Affaire du "Grêlé" : "Il ne faut jamais rien lâcher dans ces dossiers", souligne un procureur spécialiste des "cold cases"
"Il faudra aussi continuer l'enquête qui, à mon avis, ne va pas se clôturer avec le décès de cette personne", estime le procureur général de Grenoble, Jacques Dallest.
"On ne peut que se réjouir du dénouement de cette affaire après 35 années d'enquête. Il ne faut jamais rien lâcher dans ces dossiers. Le progrès scientifique peut permettre d'élucider des affaires des années après", déclare sur franceinfo vendredi 1er octobre le procureur général de Grenoble, Jacques Dallest, auteur d'un rapport en avril pour une meilleure prise en charge des "cold cases". Il réagit à la résolution de l'affaire du "Grêlé", un criminel accusé d'au moins quatre meurtres et six viols perpétrés dans les années 80 et 90 en Île-de-France, dont l'identité vient d'être découverte.
franceinfo : Les enquêteurs de la cellule "cold case" n'ont jamais lâché cette affaire. Leur travail est essentiel ?
Jacques Dallest : Oui, c'est vraiment la démonstration que l'on ne peut pas baisser les bras. Quelquefois, il arrive qu'on se dise : "On a épuisé toutes les pistes, on n'a pas d'élément nouveau : on arrête et on clôture le dossier". Je crois qu'il faut éviter de le faire, par respect pour les familles, et en se disant qu'on peut sans doute avancer dans une affaire des années plus tard. Il faut vraiment des enquêteurs et des magistrats qui soient déterminés à aller jusqu'au bout, même si ce n'est pas le magistrat qui a pris l'affaire à son départ. Et que par la suite, on ait la même volonté de réussir à élucider une affaire comme ça. Il faudra aussi continuer l'enquête qui, à mon avis, ne va pas se clôturer avec le décès de cette personne, pour savoir elle bien l'auteur de ces faits, et si elle n'en a pas commis d'autres. C'est encore un travail de longue haleine.

☆ ☆ ☆ ☆ ☆ ☆ ☆

• CONSIGNE A: Reproduisez sans aucune modification l'intégralité du texte sur l'affaire du Grêlé.

• DONNÉES DE L'EXERCICE:
☆ ☆ ☆ ☆ ☆ ☆ ☆

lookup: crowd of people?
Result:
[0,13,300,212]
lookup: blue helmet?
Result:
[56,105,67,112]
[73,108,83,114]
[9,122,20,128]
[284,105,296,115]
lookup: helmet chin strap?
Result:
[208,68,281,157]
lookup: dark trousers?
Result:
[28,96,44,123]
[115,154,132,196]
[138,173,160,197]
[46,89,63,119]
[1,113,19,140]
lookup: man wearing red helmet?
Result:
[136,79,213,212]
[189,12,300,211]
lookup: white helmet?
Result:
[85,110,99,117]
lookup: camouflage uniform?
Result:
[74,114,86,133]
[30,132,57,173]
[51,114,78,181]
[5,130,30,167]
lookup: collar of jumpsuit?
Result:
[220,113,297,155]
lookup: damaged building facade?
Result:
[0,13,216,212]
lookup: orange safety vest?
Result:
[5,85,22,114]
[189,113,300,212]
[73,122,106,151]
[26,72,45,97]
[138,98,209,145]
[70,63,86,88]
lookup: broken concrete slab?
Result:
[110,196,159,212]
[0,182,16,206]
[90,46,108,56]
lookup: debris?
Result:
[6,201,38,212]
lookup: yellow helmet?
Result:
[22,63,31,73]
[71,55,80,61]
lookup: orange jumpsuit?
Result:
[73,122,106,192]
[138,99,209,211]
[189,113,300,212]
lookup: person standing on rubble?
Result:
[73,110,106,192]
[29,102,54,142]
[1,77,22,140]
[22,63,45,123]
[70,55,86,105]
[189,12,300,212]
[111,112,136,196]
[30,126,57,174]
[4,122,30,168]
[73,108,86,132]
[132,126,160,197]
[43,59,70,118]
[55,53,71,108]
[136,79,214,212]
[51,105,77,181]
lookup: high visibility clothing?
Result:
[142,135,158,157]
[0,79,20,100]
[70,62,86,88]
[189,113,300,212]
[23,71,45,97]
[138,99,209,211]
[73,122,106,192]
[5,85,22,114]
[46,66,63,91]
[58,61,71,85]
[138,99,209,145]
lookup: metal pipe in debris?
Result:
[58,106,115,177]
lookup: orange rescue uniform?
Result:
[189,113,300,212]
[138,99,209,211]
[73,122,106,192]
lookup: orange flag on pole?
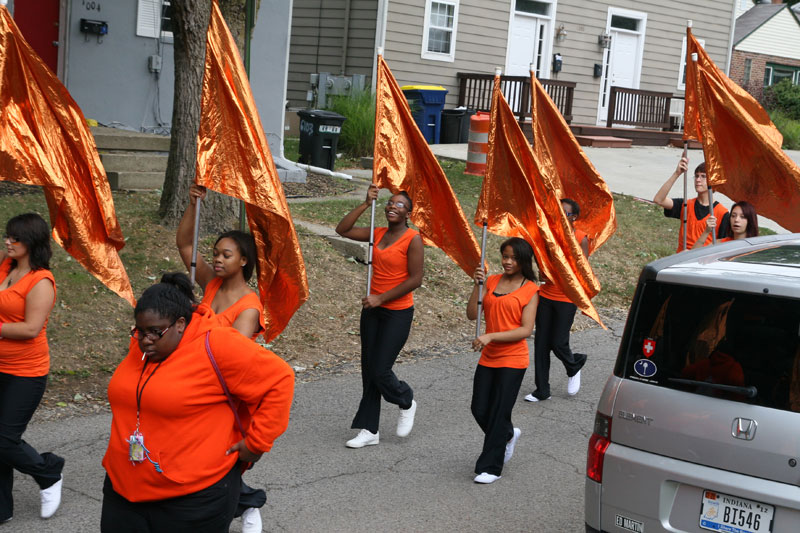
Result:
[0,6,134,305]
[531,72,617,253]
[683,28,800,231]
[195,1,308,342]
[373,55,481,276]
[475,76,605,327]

☆ ☆ ☆ ☆ ☆ ☆ ☆

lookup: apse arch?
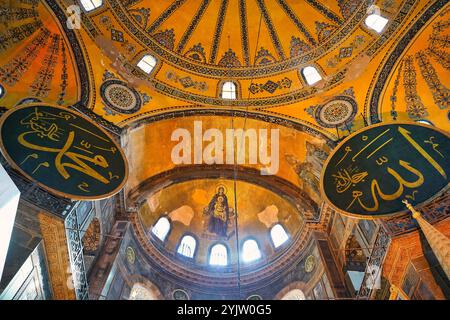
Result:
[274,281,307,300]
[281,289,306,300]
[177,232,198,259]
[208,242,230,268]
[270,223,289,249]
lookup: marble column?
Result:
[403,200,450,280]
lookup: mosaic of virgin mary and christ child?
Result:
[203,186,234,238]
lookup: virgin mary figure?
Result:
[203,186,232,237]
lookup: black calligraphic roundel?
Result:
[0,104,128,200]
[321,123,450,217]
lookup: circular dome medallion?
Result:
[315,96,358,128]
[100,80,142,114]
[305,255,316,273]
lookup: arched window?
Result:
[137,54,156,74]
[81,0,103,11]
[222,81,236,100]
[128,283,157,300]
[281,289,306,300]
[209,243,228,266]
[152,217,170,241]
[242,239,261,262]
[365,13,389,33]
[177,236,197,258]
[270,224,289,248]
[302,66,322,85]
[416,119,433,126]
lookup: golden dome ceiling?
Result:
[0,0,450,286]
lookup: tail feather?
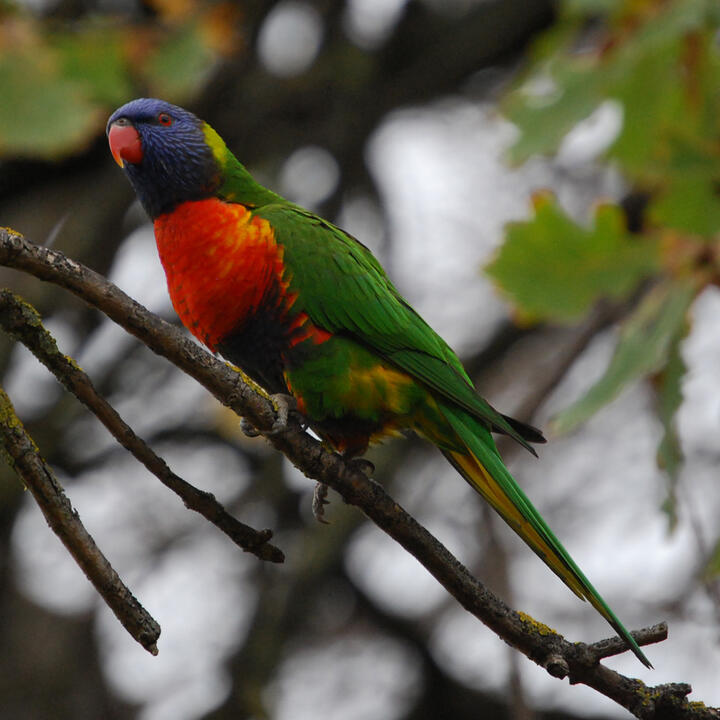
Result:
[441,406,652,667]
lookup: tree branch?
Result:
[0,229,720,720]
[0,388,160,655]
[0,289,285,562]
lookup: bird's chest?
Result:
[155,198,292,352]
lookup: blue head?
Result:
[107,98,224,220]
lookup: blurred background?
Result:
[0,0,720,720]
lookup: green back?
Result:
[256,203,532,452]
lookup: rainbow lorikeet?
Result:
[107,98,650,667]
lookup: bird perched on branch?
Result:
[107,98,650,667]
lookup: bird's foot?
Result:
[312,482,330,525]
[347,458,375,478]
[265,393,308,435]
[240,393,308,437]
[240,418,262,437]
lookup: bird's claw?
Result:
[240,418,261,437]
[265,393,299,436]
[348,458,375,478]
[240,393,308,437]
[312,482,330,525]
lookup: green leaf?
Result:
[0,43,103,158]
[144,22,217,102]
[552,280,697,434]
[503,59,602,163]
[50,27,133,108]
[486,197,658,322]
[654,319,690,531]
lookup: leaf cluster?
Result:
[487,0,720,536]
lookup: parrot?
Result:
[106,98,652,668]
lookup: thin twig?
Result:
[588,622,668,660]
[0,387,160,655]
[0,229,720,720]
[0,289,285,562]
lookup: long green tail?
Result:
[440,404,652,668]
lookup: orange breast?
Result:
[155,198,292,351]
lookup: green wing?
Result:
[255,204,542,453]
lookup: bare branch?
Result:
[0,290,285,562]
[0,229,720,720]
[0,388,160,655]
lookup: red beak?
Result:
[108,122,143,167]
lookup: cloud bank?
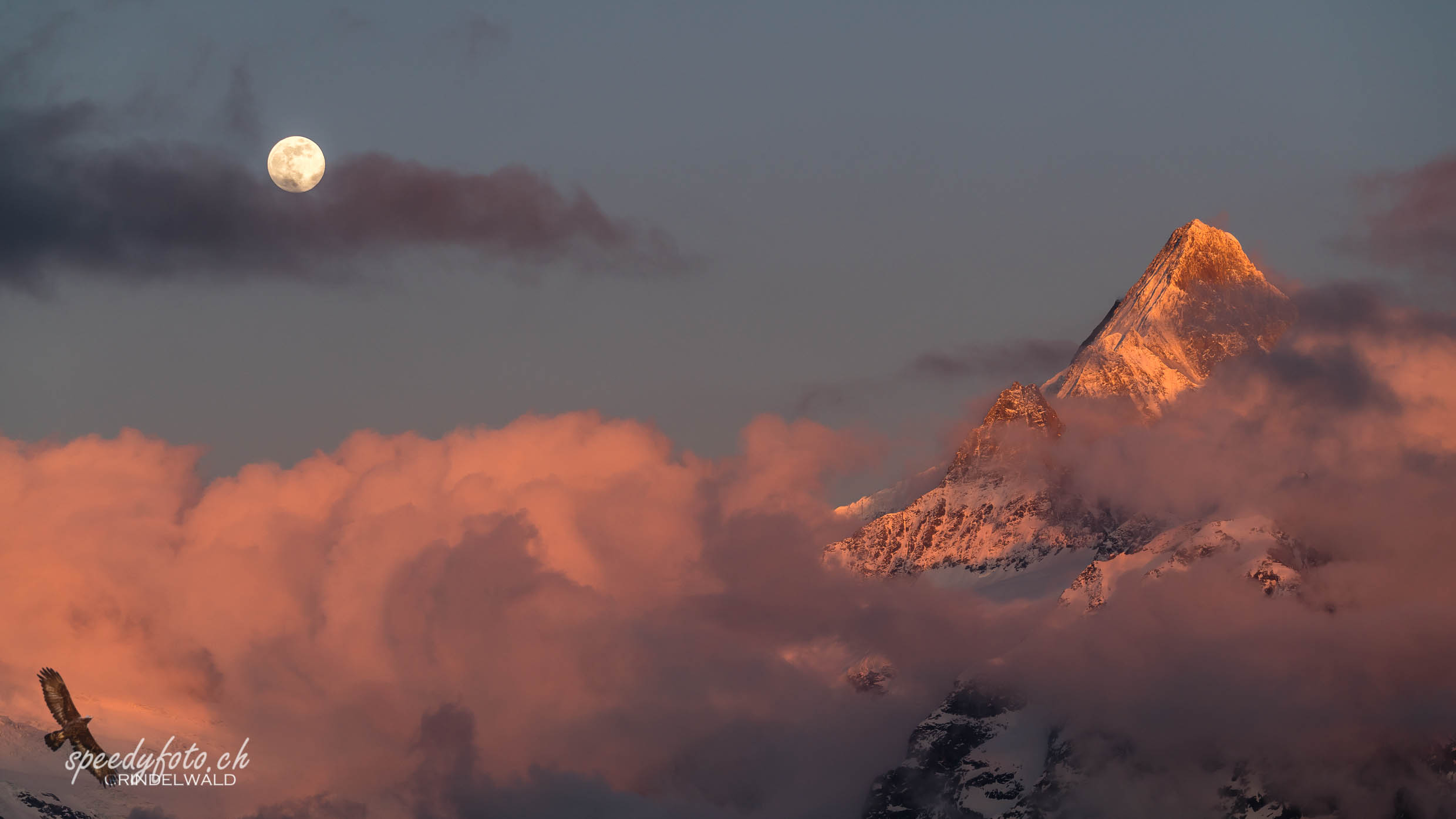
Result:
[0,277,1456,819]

☆ ☆ ☆ ☆ ☆ ☆ ☆

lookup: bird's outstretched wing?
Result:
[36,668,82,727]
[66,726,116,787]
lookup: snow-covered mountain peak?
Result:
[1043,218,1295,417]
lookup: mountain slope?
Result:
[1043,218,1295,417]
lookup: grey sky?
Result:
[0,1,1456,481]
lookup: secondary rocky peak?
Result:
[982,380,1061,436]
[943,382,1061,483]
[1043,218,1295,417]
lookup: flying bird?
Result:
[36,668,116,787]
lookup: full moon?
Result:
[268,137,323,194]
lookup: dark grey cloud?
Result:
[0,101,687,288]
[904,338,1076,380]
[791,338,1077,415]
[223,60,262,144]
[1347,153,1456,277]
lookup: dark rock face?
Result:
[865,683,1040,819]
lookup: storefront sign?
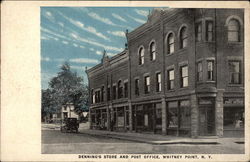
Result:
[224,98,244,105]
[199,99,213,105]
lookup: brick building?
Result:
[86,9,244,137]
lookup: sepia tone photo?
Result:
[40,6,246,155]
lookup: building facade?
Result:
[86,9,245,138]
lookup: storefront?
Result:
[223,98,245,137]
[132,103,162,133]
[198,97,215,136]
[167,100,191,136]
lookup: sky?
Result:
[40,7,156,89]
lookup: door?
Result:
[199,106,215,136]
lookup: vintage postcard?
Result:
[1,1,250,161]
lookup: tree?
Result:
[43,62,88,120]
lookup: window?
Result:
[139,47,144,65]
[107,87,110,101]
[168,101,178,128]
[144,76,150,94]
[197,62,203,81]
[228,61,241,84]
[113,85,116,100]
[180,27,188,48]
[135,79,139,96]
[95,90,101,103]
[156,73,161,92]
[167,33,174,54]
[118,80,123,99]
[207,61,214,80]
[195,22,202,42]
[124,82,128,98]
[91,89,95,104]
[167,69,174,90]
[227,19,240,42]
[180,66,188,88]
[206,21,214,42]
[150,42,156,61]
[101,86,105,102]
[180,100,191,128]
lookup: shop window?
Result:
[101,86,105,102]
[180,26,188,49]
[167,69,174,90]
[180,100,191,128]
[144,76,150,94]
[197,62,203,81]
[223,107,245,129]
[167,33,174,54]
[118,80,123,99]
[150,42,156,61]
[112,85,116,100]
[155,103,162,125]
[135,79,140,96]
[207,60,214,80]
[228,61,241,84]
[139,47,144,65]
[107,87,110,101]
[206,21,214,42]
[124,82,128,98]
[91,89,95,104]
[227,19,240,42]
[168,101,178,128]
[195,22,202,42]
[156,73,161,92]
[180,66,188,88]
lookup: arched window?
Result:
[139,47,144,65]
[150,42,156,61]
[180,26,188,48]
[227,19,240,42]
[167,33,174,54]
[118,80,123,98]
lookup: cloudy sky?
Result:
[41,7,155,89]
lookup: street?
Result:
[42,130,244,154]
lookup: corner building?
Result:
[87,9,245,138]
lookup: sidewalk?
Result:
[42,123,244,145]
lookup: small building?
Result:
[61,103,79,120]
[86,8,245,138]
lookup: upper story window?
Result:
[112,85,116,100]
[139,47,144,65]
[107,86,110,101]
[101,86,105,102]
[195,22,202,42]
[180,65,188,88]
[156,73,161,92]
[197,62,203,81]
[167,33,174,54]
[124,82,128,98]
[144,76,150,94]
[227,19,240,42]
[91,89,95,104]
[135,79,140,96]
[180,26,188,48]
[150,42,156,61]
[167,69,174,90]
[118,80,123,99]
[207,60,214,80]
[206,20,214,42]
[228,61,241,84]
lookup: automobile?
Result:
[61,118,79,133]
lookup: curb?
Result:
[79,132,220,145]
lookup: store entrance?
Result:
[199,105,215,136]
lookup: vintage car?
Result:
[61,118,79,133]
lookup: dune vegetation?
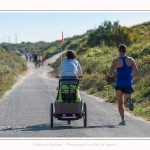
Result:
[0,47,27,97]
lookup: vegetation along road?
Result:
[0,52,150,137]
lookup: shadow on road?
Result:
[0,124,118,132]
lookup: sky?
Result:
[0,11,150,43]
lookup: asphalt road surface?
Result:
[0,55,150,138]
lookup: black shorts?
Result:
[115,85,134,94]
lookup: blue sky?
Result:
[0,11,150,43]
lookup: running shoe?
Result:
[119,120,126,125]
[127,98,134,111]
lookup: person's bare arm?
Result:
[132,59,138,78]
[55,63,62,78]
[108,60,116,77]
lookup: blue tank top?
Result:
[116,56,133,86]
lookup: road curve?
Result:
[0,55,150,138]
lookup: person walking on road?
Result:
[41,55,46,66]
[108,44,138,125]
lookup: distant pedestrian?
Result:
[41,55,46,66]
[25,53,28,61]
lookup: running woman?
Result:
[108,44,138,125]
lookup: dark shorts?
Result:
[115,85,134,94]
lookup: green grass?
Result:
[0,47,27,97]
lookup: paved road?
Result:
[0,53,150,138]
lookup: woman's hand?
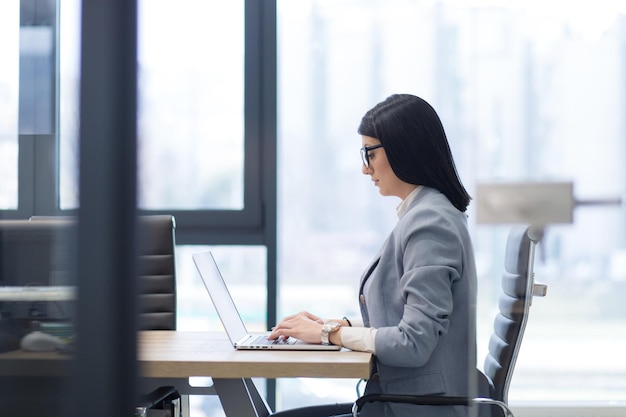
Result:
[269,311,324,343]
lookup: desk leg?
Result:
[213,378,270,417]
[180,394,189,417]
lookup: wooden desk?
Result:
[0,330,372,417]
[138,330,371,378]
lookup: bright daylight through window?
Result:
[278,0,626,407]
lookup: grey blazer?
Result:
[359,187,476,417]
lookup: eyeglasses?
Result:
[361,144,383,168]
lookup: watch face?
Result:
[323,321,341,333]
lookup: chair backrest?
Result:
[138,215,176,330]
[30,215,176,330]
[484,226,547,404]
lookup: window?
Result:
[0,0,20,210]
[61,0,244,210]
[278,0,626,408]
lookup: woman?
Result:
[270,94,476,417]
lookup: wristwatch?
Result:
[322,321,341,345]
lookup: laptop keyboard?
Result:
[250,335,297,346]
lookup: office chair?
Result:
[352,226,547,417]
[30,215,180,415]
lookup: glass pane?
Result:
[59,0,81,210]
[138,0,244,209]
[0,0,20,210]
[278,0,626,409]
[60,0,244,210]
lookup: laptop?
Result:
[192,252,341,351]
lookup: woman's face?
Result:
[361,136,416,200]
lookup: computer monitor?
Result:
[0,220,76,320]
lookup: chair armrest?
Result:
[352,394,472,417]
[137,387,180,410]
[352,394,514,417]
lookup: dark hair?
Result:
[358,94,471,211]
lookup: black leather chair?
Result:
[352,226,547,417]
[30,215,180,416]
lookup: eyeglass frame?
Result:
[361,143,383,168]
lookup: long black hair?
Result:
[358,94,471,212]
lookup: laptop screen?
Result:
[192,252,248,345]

☆ ☆ ☆ ☆ ☆ ☆ ☆

• CONSIGNE B: Dans les enregistrements, transcrivez à l'identique les lignes qui commencent à celle contenant "lookup: metal pipe in debris?" et finissent à celle contenant "[475,76,605,327]", ces deux lignes comprises. N'incluez pas les images dans votre réponse.

• RÉPONSE ATTENDUE A:
Affaire du "Grêlé" : "Il ne faut jamais rien lâcher dans ces dossiers", souligne un procureur spécialiste des "cold cases"
"Il faudra aussi continuer l'enquête qui, à mon avis, ne va pas se clôturer avec le décès de cette personne", estime le procureur général de Grenoble, Jacques Dallest.
"On ne peut que se réjouir du dénouement de cette affaire après 35 années d'enquête. Il ne faut jamais rien lâcher dans ces dossiers. Le progrès scientifique peut permettre d'élucider des affaires des années après", déclare sur franceinfo vendredi 1er octobre le procureur général de Grenoble, Jacques Dallest, auteur d'un rapport en avril pour une meilleure prise en charge des "cold cases". Il réagit à la résolution de l'affaire du "Grêlé", un criminel accusé d'au moins quatre meurtres et six viols perpétrés dans les années 80 et 90 en Île-de-France, dont l'identité vient d'être découverte.
franceinfo : Les enquêteurs de la cellule "cold case" n'ont jamais lâché cette affaire. Leur travail est essentiel ?
Jacques Dallest : Oui, c'est vraiment la démonstration que l'on ne peut pas baisser les bras. Quelquefois, il arrive qu'on se dise : "On a épuisé toutes les pistes, on n'a pas d'élément nouveau : on arrête et on clôture le dossier". Je crois qu'il faut éviter de le faire, par respect pour les familles, et en se disant qu'on peut sans doute avancer dans une affaire des années plus tard. Il faut vraiment des enquêteurs et des magistrats qui soient déterminés à aller jusqu'au bout, même si ce n'est pas le magistrat qui a pris l'affaire à son départ. Et que par la suite, on ait la même volonté de réussir à élucider une affaire comme ça. Il faudra aussi continuer l'enquête qui, à mon avis, ne va pas se clôturer avec le décès de cette personne, pour savoir elle bien l'auteur de ces faits, et si elle n'en a pas commis d'autres. C'est encore un travail de longue haleine.

• RÉPONSE ATTENDUE B:
lookup: metal pipe in debris?
Result:
[58,106,115,177]
lookup: orange rescue uniform?
Result:
[189,113,300,212]
[138,99,209,211]
[73,122,106,192]
lookup: orange flag on pole?
Result:
[0,6,134,305]
[531,72,617,253]
[683,28,800,231]
[195,1,308,342]
[373,55,481,276]
[475,76,605,327]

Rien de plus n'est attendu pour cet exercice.